=== GIVEN RECORDS ===

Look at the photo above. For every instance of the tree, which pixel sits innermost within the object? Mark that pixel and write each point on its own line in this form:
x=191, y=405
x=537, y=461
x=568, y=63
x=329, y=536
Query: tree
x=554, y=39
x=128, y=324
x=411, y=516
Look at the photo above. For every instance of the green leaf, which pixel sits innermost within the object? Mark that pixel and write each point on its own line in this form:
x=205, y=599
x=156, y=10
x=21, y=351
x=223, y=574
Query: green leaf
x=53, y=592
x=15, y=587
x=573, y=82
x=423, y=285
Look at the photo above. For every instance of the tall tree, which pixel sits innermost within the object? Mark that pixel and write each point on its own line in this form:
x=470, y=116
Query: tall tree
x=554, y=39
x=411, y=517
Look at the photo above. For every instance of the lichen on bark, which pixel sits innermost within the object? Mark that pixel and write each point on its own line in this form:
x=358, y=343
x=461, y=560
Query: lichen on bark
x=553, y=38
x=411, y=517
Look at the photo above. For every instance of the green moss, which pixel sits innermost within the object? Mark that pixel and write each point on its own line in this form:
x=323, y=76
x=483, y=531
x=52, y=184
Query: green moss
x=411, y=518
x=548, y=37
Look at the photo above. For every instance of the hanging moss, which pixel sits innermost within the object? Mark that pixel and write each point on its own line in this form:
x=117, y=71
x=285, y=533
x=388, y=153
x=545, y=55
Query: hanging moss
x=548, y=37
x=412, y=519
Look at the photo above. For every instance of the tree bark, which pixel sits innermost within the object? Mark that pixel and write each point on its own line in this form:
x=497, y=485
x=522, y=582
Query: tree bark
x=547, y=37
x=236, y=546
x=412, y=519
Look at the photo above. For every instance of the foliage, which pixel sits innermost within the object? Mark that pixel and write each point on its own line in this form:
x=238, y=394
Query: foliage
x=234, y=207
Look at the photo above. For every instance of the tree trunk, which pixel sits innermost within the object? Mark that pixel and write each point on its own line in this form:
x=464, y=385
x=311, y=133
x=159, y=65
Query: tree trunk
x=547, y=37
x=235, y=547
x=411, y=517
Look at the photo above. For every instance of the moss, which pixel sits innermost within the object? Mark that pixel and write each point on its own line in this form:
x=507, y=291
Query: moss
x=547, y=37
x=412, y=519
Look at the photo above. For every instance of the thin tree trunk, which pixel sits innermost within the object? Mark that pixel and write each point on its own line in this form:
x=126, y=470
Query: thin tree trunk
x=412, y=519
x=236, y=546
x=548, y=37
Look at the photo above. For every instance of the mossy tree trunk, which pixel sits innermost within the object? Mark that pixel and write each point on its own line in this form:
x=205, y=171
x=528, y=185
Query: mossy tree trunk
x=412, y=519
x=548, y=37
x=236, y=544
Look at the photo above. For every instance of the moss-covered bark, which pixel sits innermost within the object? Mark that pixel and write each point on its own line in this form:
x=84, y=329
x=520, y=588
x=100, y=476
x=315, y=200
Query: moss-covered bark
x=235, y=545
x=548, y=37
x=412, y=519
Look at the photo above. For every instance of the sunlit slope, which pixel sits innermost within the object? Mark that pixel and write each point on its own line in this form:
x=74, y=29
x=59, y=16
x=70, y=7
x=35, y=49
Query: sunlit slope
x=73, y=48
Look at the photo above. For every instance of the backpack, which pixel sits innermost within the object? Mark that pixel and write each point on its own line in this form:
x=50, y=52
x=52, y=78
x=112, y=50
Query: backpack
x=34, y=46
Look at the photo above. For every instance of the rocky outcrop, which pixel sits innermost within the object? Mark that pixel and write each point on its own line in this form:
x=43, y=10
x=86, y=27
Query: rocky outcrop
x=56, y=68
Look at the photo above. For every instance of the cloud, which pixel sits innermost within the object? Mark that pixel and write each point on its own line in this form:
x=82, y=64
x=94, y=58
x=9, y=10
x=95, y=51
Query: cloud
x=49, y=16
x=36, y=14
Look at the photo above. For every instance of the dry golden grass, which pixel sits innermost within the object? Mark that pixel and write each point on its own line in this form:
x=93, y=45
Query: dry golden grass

===

→ **WHAT YOU HAVE TO DO**
For each line above that contains "grass", add one to a count, then state only the final number.

→ **FINISHED EXERCISE**
2